Reproduce word for word everything from the first line of the listing down through the line containing "A sample of", including that line.

### [Items listed in a dataset]
******

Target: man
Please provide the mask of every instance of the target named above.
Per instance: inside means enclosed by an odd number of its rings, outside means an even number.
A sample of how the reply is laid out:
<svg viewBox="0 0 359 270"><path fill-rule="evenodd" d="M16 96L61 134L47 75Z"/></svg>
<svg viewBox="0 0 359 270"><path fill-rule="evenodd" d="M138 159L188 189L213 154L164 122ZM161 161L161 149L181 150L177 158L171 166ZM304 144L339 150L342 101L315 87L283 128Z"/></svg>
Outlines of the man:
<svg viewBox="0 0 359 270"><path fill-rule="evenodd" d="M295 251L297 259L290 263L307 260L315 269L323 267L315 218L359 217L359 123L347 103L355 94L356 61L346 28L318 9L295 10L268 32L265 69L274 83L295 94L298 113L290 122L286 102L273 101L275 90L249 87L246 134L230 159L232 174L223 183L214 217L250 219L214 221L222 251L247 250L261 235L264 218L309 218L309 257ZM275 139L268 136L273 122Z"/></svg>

******

### [Output of the exercise]
Target: man
Please provide the mask of every instance of the target named above.
Per instance: inside means enclosed by an odd number of its rings, outside means an even number.
A sample of how the reply is laid out:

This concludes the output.